#### TASK TO CARRY OUT
Give every entry again, word for word and in full.

#### DATA ENTRIES
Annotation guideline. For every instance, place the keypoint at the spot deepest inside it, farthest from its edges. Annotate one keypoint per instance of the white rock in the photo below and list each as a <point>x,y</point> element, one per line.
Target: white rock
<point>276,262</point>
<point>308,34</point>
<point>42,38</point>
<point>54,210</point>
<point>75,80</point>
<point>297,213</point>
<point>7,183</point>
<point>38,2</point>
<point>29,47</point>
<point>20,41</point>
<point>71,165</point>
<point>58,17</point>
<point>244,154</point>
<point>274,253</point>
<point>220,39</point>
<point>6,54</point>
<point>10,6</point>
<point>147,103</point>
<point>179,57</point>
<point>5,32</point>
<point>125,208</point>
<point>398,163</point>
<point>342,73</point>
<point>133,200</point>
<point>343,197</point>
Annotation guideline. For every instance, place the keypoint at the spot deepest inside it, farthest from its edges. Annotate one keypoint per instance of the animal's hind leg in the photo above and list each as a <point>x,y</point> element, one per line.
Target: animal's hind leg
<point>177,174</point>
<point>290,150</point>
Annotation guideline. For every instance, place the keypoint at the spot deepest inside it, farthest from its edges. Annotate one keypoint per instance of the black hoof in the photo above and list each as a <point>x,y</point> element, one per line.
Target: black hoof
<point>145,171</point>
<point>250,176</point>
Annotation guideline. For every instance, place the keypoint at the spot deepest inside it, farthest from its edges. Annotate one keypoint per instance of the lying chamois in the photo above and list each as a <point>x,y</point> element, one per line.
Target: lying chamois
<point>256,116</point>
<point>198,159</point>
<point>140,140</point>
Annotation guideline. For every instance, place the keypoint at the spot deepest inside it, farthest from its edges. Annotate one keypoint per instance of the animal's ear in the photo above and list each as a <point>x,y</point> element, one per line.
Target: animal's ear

#### RESULT OF THIS TASK
Annotation guideline. For every instance, place the keypoint at the spot deepest inside it, farthest from its edges. Annotate one keypoint per instance of the white rock in the photo below and list each as a <point>x,y</point> element, one per line.
Target: white rock
<point>276,262</point>
<point>308,34</point>
<point>42,38</point>
<point>54,210</point>
<point>75,80</point>
<point>297,213</point>
<point>7,183</point>
<point>38,2</point>
<point>29,47</point>
<point>20,41</point>
<point>71,165</point>
<point>58,17</point>
<point>244,154</point>
<point>274,253</point>
<point>220,39</point>
<point>6,54</point>
<point>10,6</point>
<point>147,103</point>
<point>179,57</point>
<point>5,32</point>
<point>125,208</point>
<point>398,163</point>
<point>342,73</point>
<point>133,200</point>
<point>343,197</point>
Annotation guideline. For every instance, place the keypoint at the spot deepest inside it, farthest from its edges. Annotate one keypoint per instance of the animal's hind leg in the photo above and list each as a <point>x,y</point> element, one per line.
Target: animal's hind leg
<point>177,174</point>
<point>290,150</point>
Annotation guideline. For every instance, place the keypoint at the spot deepest inside it, farthest from its edges. Annotate one keypoint per instance of the black hoof in the photo above and list each as a <point>x,y</point> element, one per line.
Target: black hoof
<point>145,171</point>
<point>250,176</point>
Annotation guideline. For every instance, place the keypoint at the spot deepest inside it, farthest from its edges. Annotate one keypoint per instance of the lying chamois in the photo above and list each as a <point>x,y</point> element, one per line.
Target: lying chamois
<point>256,116</point>
<point>198,159</point>
<point>140,140</point>
Annotation guideline. For every instance, place the keypoint at the spot deepest inside it, farthest from its edges. Annotate one keypoint per instance of the animal's ear in the photo above and list each as a <point>x,y</point> element, one per line.
Target: animal's ear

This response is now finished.